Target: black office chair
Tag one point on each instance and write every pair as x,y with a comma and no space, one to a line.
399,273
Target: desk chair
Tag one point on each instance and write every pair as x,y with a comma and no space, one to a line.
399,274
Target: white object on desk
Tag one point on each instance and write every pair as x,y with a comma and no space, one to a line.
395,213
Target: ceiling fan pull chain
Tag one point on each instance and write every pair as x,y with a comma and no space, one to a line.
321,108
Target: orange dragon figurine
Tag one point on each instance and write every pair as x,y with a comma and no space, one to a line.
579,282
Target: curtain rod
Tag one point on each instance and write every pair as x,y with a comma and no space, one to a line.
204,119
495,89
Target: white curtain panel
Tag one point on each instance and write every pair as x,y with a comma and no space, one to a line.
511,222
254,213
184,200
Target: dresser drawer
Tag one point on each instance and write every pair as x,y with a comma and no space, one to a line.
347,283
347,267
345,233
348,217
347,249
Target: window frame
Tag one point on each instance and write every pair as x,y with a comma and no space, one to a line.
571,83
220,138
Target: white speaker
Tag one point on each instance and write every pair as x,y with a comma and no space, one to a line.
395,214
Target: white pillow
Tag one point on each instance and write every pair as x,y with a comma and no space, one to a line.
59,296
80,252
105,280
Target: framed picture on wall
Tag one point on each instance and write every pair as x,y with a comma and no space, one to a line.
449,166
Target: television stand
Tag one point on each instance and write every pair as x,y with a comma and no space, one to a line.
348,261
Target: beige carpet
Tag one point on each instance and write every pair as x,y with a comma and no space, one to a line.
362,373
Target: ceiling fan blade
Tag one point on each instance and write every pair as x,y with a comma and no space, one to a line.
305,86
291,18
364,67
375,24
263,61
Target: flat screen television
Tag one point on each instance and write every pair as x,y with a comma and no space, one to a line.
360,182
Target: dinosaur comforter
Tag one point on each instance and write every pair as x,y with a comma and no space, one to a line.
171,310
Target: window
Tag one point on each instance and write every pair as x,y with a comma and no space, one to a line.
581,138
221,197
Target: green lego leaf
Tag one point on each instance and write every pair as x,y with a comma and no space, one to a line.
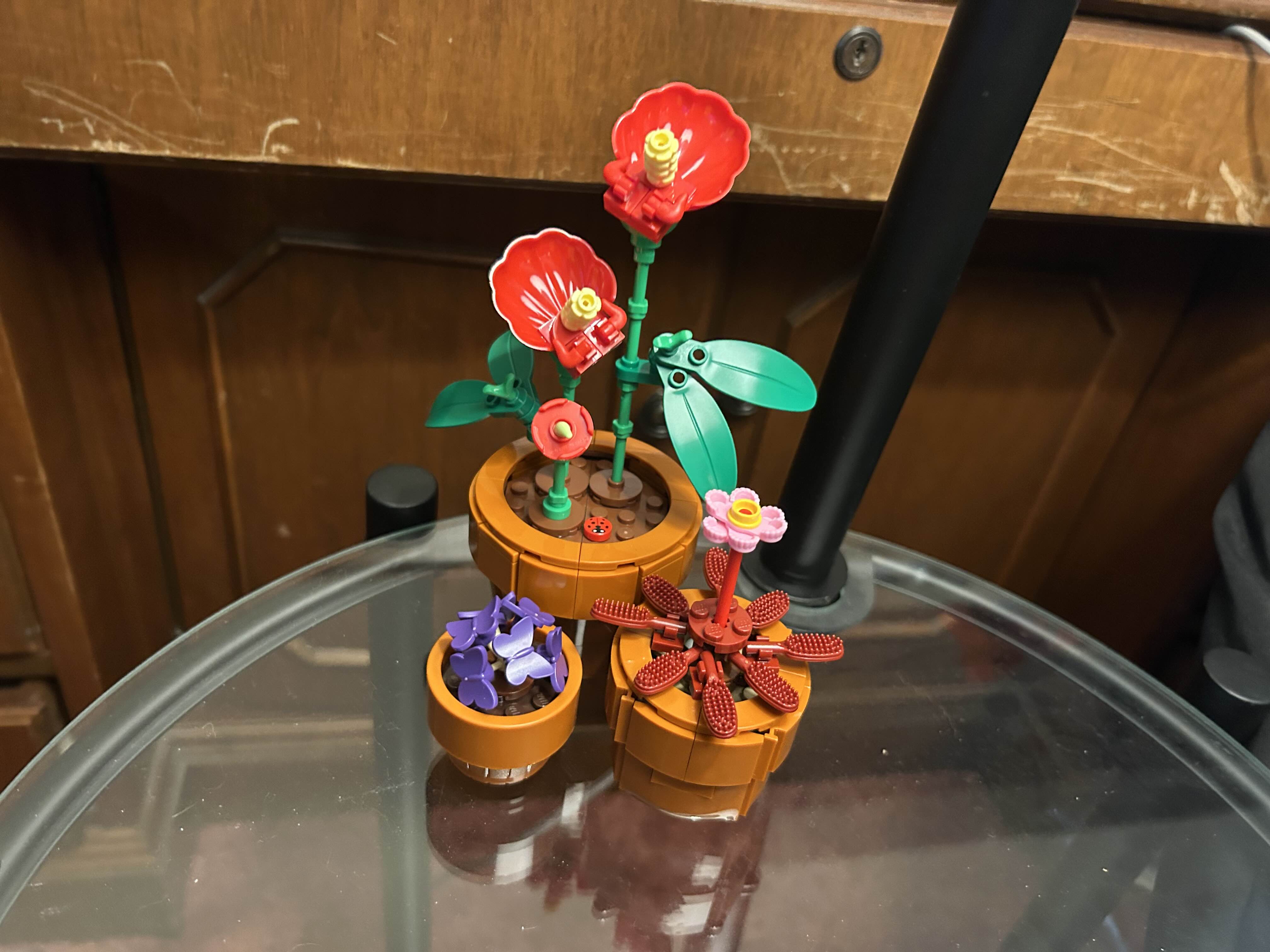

**Suas instruções**
Encontre nos itens acima todas as linhas que contêm a palavra "ceiling" e copie cada uma delas. Maiúsculas e minúsculas contam.

**Resposta escrita**
Target: ceiling fan pull chain
Target: ceiling fan blade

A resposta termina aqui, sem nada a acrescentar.